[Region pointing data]
============================================================

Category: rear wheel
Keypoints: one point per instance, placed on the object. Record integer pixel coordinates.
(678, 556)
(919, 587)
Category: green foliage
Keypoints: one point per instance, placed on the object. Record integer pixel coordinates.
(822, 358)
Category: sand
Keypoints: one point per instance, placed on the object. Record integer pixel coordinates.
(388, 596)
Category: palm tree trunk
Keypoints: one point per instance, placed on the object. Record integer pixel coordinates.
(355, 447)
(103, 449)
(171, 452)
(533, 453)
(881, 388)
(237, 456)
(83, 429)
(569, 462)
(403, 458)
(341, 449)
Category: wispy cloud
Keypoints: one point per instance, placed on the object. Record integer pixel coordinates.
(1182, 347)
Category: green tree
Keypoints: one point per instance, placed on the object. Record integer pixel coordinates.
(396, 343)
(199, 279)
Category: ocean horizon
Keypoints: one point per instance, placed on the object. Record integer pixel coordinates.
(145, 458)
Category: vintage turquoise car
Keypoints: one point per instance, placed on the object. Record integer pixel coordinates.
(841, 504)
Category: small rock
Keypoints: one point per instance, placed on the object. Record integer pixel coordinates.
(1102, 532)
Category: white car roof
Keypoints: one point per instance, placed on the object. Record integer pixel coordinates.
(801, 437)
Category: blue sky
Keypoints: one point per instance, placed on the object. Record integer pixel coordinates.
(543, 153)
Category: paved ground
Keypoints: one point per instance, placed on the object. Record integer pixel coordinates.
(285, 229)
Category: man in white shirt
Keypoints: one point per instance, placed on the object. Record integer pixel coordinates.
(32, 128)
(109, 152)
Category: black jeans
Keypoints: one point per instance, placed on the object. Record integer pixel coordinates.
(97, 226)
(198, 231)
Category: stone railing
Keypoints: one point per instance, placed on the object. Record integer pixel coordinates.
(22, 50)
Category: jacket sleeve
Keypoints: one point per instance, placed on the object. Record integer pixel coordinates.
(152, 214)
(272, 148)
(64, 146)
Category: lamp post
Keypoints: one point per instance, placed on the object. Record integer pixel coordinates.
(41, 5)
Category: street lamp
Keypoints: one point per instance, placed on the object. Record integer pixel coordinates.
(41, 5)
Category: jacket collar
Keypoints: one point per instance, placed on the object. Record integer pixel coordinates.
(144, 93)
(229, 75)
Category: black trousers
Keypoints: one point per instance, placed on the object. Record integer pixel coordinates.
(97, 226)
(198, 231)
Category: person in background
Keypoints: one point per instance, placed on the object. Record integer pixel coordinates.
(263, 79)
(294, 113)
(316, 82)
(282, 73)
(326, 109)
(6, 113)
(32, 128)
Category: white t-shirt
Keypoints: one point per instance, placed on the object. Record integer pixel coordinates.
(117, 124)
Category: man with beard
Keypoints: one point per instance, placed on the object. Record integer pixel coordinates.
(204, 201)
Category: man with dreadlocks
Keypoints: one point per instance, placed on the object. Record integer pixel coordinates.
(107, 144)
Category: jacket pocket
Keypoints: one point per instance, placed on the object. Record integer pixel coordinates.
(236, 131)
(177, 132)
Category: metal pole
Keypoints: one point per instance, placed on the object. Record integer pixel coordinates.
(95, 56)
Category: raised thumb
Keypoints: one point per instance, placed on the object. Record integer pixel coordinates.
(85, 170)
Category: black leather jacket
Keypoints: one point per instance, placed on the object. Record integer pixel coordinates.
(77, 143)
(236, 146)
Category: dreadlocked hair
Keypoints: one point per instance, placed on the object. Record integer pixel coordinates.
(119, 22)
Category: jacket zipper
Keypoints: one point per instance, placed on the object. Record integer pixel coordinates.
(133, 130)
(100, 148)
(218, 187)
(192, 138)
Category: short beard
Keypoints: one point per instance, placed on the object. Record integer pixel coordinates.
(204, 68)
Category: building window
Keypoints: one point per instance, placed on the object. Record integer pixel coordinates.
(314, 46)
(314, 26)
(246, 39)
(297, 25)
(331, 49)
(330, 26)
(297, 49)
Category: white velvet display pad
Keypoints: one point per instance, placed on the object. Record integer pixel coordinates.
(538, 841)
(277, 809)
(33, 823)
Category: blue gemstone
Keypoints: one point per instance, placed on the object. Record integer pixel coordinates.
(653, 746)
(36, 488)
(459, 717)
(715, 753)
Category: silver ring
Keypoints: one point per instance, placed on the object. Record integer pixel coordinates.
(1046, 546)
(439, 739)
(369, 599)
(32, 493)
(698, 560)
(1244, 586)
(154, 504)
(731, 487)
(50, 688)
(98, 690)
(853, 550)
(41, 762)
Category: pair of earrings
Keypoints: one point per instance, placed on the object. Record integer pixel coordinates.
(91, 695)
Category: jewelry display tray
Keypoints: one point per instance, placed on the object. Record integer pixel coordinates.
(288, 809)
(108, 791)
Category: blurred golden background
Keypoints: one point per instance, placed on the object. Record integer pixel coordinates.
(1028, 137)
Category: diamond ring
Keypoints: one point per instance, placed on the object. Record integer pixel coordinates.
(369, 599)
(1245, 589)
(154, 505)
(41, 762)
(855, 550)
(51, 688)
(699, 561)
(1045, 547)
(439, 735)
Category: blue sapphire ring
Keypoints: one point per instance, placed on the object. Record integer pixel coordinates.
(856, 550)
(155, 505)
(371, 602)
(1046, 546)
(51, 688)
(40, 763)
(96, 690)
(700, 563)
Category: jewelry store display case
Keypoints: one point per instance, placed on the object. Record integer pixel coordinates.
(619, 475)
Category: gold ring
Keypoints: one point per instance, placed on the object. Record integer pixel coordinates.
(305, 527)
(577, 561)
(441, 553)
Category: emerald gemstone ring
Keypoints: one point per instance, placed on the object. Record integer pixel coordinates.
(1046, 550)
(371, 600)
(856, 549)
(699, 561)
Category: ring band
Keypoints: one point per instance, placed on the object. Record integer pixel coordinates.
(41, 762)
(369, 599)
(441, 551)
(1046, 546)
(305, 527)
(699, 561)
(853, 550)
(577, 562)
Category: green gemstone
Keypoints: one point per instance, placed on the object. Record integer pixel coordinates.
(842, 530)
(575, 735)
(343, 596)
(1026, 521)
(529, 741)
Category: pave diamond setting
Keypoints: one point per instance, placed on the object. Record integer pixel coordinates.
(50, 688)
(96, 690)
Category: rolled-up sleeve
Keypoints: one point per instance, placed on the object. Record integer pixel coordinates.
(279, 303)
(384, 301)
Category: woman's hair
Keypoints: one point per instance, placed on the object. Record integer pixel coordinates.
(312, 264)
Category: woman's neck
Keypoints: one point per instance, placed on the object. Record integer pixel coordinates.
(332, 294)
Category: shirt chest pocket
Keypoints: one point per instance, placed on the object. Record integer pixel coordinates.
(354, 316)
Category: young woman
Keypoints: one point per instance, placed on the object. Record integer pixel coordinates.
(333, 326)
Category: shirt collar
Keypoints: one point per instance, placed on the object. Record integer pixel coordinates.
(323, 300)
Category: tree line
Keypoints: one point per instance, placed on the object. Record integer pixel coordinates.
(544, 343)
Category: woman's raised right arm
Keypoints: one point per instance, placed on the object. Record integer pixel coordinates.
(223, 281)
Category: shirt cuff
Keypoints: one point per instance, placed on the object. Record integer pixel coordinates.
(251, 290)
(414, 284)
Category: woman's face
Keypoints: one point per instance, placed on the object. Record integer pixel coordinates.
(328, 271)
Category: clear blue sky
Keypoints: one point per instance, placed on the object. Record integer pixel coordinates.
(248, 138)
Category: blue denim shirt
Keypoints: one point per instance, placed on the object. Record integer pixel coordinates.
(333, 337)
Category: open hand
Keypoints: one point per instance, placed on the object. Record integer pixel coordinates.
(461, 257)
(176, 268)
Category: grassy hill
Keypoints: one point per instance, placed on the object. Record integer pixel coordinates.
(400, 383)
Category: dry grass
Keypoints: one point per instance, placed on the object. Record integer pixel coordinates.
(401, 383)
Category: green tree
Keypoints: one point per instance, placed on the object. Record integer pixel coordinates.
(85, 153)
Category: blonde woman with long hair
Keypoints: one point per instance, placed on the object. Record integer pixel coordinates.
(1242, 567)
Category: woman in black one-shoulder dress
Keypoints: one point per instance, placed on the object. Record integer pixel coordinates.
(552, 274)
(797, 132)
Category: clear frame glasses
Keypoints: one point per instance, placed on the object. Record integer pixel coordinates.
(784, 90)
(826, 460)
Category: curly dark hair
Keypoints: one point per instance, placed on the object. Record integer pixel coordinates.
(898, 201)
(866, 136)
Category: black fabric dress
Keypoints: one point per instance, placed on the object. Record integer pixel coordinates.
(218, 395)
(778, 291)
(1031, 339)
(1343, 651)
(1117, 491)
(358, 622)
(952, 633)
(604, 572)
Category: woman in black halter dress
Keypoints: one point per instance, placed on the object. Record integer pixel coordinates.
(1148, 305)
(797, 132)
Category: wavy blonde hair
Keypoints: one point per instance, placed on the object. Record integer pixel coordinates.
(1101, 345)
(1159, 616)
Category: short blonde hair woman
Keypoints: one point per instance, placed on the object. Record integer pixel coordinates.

============================================================

Among the lines above, find those with the string "woman" and copy them.

■ **ANSWER TO THE PROBLEM**:
Category: woman's hair
Category: woman's neck
Category: young woman
Category: woman's raised right arm
Category: woman's face
Category: blonde woman with long hair
Category: woman in black one-shoulder dress
Category: woman in black halter dress
Category: short blonde hair woman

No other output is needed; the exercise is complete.